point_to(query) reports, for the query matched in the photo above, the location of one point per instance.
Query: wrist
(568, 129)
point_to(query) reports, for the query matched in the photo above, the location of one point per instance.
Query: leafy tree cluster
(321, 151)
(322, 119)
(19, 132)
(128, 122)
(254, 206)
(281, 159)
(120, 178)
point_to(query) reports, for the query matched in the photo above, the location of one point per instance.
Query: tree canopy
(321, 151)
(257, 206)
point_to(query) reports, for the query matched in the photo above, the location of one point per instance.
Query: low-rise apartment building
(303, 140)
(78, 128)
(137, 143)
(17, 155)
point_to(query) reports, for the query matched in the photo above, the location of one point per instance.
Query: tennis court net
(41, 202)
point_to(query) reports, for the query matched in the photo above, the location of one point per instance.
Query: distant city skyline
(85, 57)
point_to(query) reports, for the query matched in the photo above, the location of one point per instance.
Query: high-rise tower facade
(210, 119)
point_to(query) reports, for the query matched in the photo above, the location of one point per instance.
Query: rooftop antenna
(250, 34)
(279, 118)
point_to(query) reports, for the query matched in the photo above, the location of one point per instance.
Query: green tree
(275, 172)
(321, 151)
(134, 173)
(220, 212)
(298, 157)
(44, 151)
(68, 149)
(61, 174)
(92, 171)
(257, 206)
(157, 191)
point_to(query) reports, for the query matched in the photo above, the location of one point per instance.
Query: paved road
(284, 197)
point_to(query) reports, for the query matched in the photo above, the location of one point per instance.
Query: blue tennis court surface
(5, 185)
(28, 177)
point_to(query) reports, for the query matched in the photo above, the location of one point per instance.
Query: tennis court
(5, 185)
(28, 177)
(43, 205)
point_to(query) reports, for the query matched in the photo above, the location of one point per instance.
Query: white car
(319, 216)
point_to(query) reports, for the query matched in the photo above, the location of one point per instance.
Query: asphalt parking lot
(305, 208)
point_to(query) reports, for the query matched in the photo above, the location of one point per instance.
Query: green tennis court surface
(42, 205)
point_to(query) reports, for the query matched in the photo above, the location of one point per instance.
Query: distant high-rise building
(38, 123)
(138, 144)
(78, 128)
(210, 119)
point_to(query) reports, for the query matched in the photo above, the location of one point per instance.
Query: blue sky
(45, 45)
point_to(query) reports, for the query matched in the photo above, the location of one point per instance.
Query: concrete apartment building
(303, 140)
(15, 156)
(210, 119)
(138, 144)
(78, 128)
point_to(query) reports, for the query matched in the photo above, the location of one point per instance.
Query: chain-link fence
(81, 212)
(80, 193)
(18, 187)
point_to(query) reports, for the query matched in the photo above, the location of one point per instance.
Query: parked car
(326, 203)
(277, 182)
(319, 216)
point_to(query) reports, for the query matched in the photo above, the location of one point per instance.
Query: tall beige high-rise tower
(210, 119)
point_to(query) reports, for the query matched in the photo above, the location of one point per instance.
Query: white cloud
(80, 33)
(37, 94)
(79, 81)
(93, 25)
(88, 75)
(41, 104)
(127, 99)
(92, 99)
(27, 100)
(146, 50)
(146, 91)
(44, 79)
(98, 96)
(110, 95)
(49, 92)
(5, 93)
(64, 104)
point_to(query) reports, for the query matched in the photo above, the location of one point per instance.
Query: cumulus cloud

## WORK TO COMPLETE
Write the entries again, exactly as they stand.

## TASK OUTPUT
point_to(query) reports, for the query matched in the photo above, the location of one point per instance.
Query: wrist
(568, 129)
point_to(query) reports, for the query matched in the photo above, the location of one point per instance.
Query: leafy tree cluster
(321, 151)
(322, 119)
(19, 132)
(128, 122)
(254, 206)
(281, 159)
(120, 178)
point_to(query) reports, for the query matched in the photo above, the location of one point per instance.
Query: tree canopy
(321, 151)
(257, 206)
point_to(query) reports, for the query matched in the photo above, the location of one point per instance.
Query: low-rise apartment building
(303, 140)
(78, 128)
(137, 143)
(17, 155)
point_to(query) reports, for the query matched in the photo above, the location of one point per instance.
Query: tennis court net
(41, 202)
point_to(query) reports, for the query matched in the photo above, the location of one point per instance.
Query: distant city skyline
(85, 57)
point_to(query) reports, for the query matched in the photo above, the location of one point per instance.
Query: high-rise tower facade
(210, 119)
point_to(query) reports, for the query matched in the photo above, the location of one point per instance.
Query: rooftop antenna
(250, 34)
(279, 118)
point_to(query) reports, for the query matched in the photo above, the location of one point per instance.
Query: green tree
(275, 172)
(321, 151)
(134, 173)
(220, 212)
(298, 157)
(44, 151)
(68, 149)
(61, 174)
(92, 171)
(257, 206)
(157, 191)
point_to(query) reports, for the query matched in the photo above, the location of one point per instance.
Query: paved road
(284, 197)
point_to(query) reports, for the query matched in the photo above, the location of one point per instance.
Query: blue tennis court surface
(5, 185)
(28, 177)
point_to(query) reports, for the query matched in the photo above, the location of one point per instance.
Query: tennis court
(5, 185)
(28, 177)
(43, 205)
point_to(query) reports, for the query matched in the photo above, the location of one point per instance.
Query: white car
(319, 216)
point_to(query) reports, for the query matched in the photo above, the location of one point per instance.
Query: asphalt parking lot
(305, 208)
point_to(query) reports, for the query matched in the photo above, the location of one point per instance.
Query: green tennis court surface
(42, 205)
point_to(query) reports, for the query matched in the photo above, the location of one point per instance.
Query: distant high-rise building
(38, 123)
(138, 144)
(78, 128)
(210, 119)
point_to(query) reports, for the query matched in the photo above, the location of one point per instance.
Query: blue sky
(45, 45)
point_to(query) reports, for the query matched in the photo above, the location of one point per instance.
Query: concrete apartment building
(303, 140)
(15, 156)
(210, 119)
(138, 144)
(78, 128)
point_to(query) reports, for the query matched in the photo above, the location of one point per instance.
Query: chain-link fence
(81, 212)
(80, 193)
(18, 187)
point_to(query) reports, for the query matched in the photo above, the location of one point per instance.
Query: parked car
(326, 203)
(277, 182)
(319, 216)
point_to(query) reports, for the query matched in the photo above, the location of one point per instance.
Query: tall beige high-rise tower
(210, 119)
point_to(query) reports, for the query matched in the photo above, the location of one point per instance.
Query: white cloud
(80, 33)
(37, 94)
(79, 81)
(93, 25)
(88, 75)
(41, 104)
(127, 99)
(92, 99)
(27, 100)
(146, 50)
(146, 91)
(44, 79)
(98, 96)
(110, 95)
(49, 92)
(5, 93)
(64, 104)
point_to(query) reports, for the query matched in the photo above, the location of one point per instance.
Query: cumulus cloud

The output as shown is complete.